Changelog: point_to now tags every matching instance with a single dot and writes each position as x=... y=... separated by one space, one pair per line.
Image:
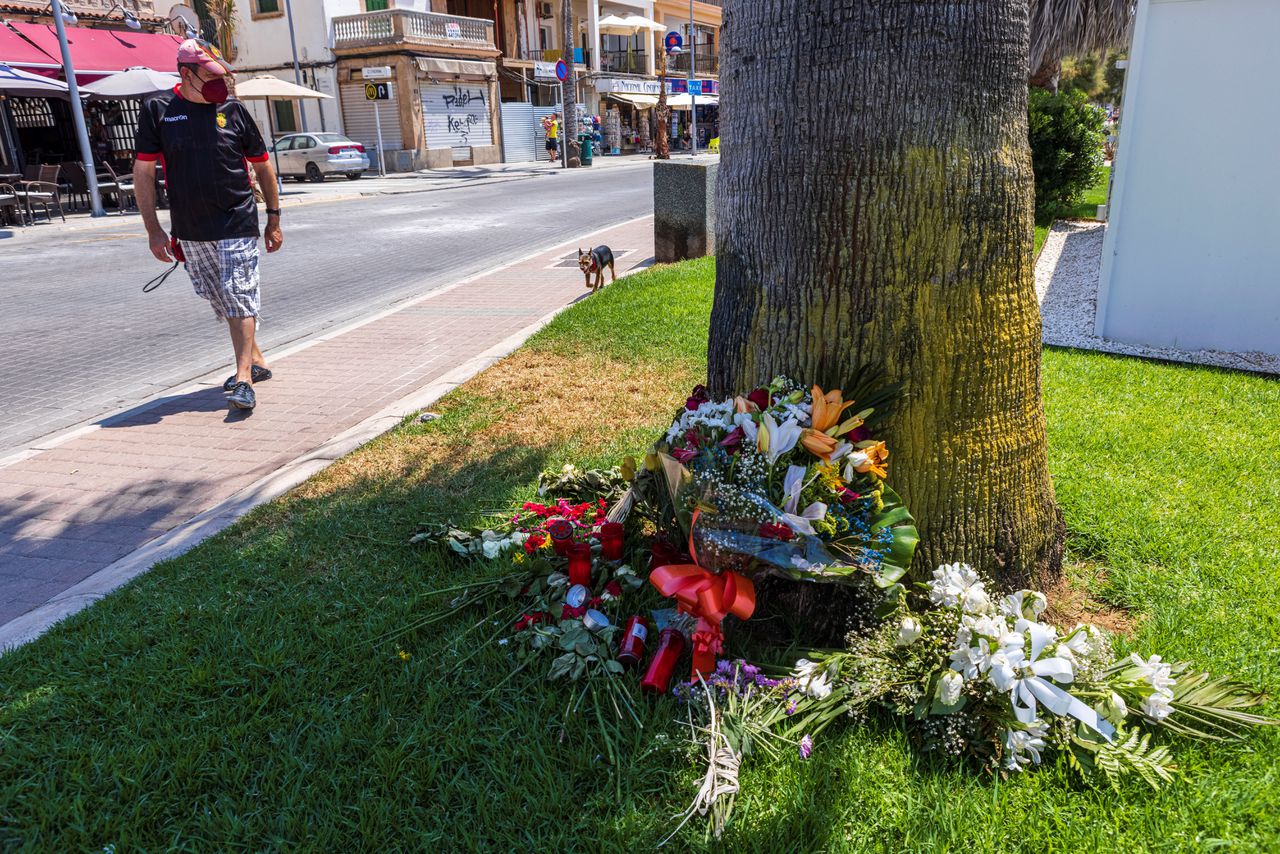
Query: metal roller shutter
x=519 y=136
x=456 y=115
x=357 y=118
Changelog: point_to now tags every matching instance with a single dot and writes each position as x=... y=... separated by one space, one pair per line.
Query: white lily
x=950 y=686
x=792 y=485
x=909 y=631
x=775 y=439
x=748 y=424
x=1023 y=745
x=813 y=679
x=1024 y=604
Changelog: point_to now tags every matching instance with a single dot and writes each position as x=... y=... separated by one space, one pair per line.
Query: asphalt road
x=80 y=339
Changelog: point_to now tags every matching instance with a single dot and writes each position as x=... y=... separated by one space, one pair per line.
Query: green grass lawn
x=234 y=698
x=1086 y=209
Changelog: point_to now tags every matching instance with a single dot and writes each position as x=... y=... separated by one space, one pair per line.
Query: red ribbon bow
x=708 y=596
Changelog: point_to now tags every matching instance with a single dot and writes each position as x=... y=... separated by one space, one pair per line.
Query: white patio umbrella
x=132 y=82
x=19 y=83
x=640 y=22
x=264 y=87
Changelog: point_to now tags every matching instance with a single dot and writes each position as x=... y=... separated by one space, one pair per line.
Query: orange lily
x=877 y=460
x=819 y=444
x=827 y=409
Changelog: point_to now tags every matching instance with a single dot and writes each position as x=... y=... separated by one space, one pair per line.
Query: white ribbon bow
x=1033 y=686
x=791 y=488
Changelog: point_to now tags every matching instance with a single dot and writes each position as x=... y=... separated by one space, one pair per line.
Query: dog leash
x=179 y=256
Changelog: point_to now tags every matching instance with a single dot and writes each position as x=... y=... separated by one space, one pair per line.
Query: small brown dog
x=595 y=261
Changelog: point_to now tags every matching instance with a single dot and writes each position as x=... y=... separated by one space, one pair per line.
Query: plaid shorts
x=225 y=273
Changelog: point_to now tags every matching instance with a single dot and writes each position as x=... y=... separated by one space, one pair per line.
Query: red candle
x=580 y=563
x=611 y=540
x=562 y=534
x=631 y=649
x=671 y=645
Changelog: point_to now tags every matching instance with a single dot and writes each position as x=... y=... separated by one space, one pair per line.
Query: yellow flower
x=827 y=409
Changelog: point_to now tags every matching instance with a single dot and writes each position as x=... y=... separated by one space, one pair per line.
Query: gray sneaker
x=242 y=397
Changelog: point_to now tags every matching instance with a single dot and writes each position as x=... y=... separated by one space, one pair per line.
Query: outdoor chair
x=74 y=183
x=9 y=200
x=42 y=191
x=115 y=185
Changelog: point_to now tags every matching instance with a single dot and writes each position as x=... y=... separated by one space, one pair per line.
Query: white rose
x=950 y=686
x=909 y=631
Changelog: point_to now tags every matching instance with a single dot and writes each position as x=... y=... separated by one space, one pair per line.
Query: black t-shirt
x=205 y=150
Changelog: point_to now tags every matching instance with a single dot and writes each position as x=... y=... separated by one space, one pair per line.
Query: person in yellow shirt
x=551 y=124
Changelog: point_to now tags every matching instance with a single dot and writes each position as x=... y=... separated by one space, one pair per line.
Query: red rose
x=760 y=397
x=775 y=531
x=528 y=620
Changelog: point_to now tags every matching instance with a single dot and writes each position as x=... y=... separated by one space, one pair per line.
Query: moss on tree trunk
——————
What you will do: Pictures aside, reproduce every record exactly as it stands.

Exercise solution:
Changelog: point_to now tags every matching instance with a single dot and writes each position as x=... y=... separated by one space, one pair per line.
Image:
Query: metal roller shutter
x=519 y=136
x=456 y=115
x=357 y=118
Changelog: point_to now tags every matching instance with a single dot and writes each position as x=... y=... separated by one space, one pair per line.
Query: white lily
x=950 y=686
x=792 y=485
x=909 y=631
x=775 y=439
x=748 y=424
x=1023 y=745
x=813 y=679
x=1024 y=604
Changelog: point_to now tags every matching instance with a single dot and writes each position as x=... y=... separated by one space, one pair per line.
Query: asphalt road
x=80 y=339
Changelog: point_to now tags every matching instance with a single dot and writes each position as x=... y=... separated by one space, one pair per line.
Query: green grass lawn
x=234 y=698
x=1086 y=209
Changelog: point_to now tags every matching instance with a single dot and writes each position as x=... y=... separated by one space, one pair per line.
Query: red ribbon bow
x=708 y=596
Changelog: point_to now tags every matching instance with a single dot and writes each position as x=... y=... separated by one space, one pair per line.
Query: white patio umbrella
x=132 y=82
x=19 y=83
x=640 y=22
x=264 y=87
Changelog: point_to now tags every matching instance with a single dot and writes each position as x=... y=... separated by one space, one pair per line.
Query: orange lily
x=877 y=460
x=819 y=444
x=827 y=409
Changelog: point_to now tags every matching instance with a single dot and writes each position as x=... y=... separated by one space, one pair per line.
Query: white ribbon bow
x=1033 y=686
x=791 y=488
Changelog: point_to now tags every matching instance with a single dot and writes each position as x=... y=... separated by one space, one pair per line.
Query: dog leash
x=179 y=256
Changelog: point_to now tags every matching instance with a single dot and writes each position as x=... y=... separated by one space, one pair per line.
Query: small brown dog
x=595 y=261
Changelog: point_to now tags every matching instance with a single dot and writes each position as x=... y=... separated by one space, one pair per line.
Query: plaid shorts
x=225 y=273
Changelog: point_to now tags every matching instance with a single dot and writes each position as x=... y=... separated by one space, one pair per line.
Query: red candle
x=580 y=563
x=611 y=540
x=562 y=534
x=631 y=649
x=671 y=645
Changelog: point_to now tags every matching instance with a single dot and writes each position as x=... y=... separated by one space, one pair per line.
Query: yellow flower
x=827 y=409
Changelog: point_to now tags every matching instance with a single dot and writes each position as x=... y=... separated by one space, one pair per line.
Query: gray sneaker
x=242 y=397
Changelog: point_to now tags every matching instance with a single dot and writes each position as x=... y=... separated by one space, one pair per line.
Query: outdoor chair
x=74 y=183
x=9 y=200
x=42 y=191
x=115 y=185
Changelog: point_to now tags every matching instance with a single dot and writes each position as x=... y=... separated by one space, one pair per line.
Query: white rose
x=950 y=686
x=909 y=631
Changelog: point_to now tags every matching instance with a single dot and writes each position as x=... y=... separated by one space, one pair per line.
Query: black t-shirt
x=205 y=150
Changelog: point_to now tags every matching instance with a single dot and writes each position as x=... y=... separated by one space, one pair per line.
Query: person in yellow shirt
x=551 y=124
Changelog: point_to now tags every matching instance with a single dot and writes each position as x=... y=... separated by one space, one pair per line.
Query: red rose
x=760 y=397
x=775 y=531
x=528 y=620
Changelog: point_to now tags every matching instance with a single dot and writes each position as x=... y=... separated by one space, one pair per line.
Query: moss on tree trunk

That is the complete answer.